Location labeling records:
***

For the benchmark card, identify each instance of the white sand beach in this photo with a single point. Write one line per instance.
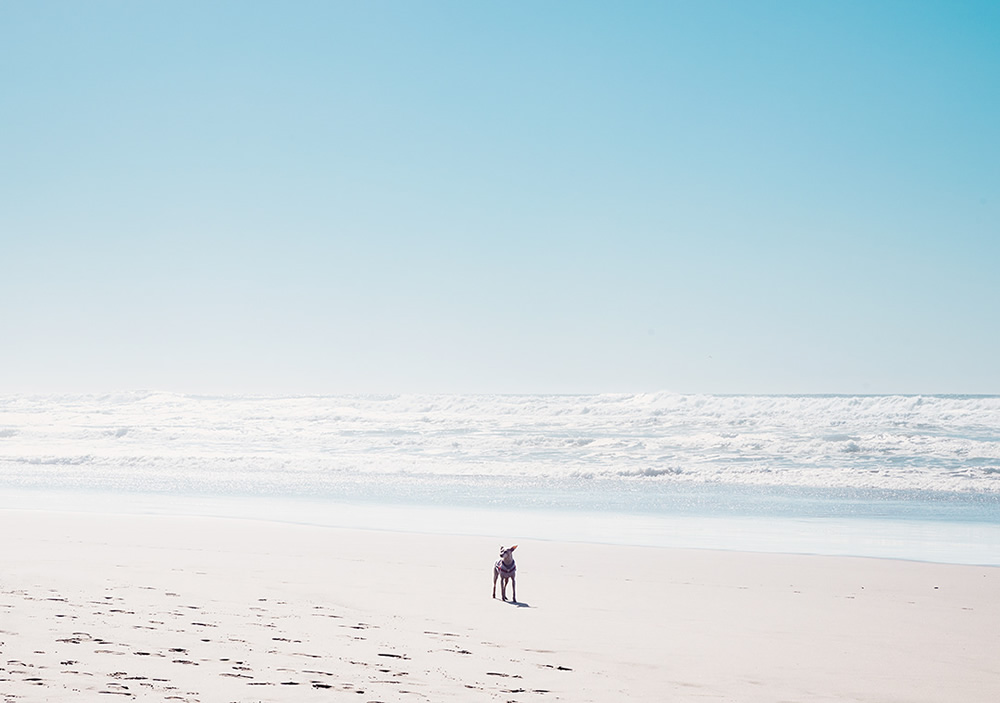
(202, 609)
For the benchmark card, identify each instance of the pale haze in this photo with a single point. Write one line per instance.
(451, 197)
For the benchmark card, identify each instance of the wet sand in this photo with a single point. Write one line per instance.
(164, 608)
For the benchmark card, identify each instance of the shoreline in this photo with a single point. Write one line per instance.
(308, 610)
(928, 540)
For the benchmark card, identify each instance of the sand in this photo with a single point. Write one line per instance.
(159, 608)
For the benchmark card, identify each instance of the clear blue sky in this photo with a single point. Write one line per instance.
(729, 197)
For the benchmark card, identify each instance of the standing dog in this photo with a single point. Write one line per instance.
(505, 568)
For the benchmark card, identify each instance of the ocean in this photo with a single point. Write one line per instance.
(910, 477)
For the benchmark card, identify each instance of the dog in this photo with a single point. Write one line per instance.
(506, 569)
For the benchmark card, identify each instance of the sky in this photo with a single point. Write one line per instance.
(500, 197)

***

Convert the lines above into a two-column CSV with the headers "text" and "answer", giving one row for each line to be answered with its answer, putting each field in double quotes, and replacing any line breaks inside a field with spaces. Leave the picture out.

text,answer
"For the benchmark card, identify each instance of the white sand beach in this photo with a single point. Write one line per instance.","(202, 609)"
"For the benchmark card, identify each instance of the pale haze in this photo with a single point. Write one line per instance.","(451, 197)"
"For the benchmark card, identify each instance of the wet sand in this photo with a single point. Write one line per instance.","(164, 608)"
"For the benchmark card, identify each instance of the shoreline in this photo with a single point. Write one line per instance.","(308, 610) (928, 540)"
"For the benchmark card, identify each instance of the sand in this photo with a single point. Write one line per instance.","(159, 608)"
"For the benchmark card, identify each instance of the clear blue sky in this photo with a single point. Write one line per instance.","(729, 197)"
"For the benchmark card, identify each instance of the standing dog in this photo with a single point. Write one line per instance.","(505, 568)"
"For the benchmark card, identify each instance of the ocean in this photo with a single point. Write one line per instance.","(910, 477)"
"For the benchmark card, identify each instance of the dog in this photo with a single point. Write one line per instance.","(506, 569)"
"For the benchmark card, identify each instance of the sky in this photo with a single point. Write one line per instance.","(500, 197)"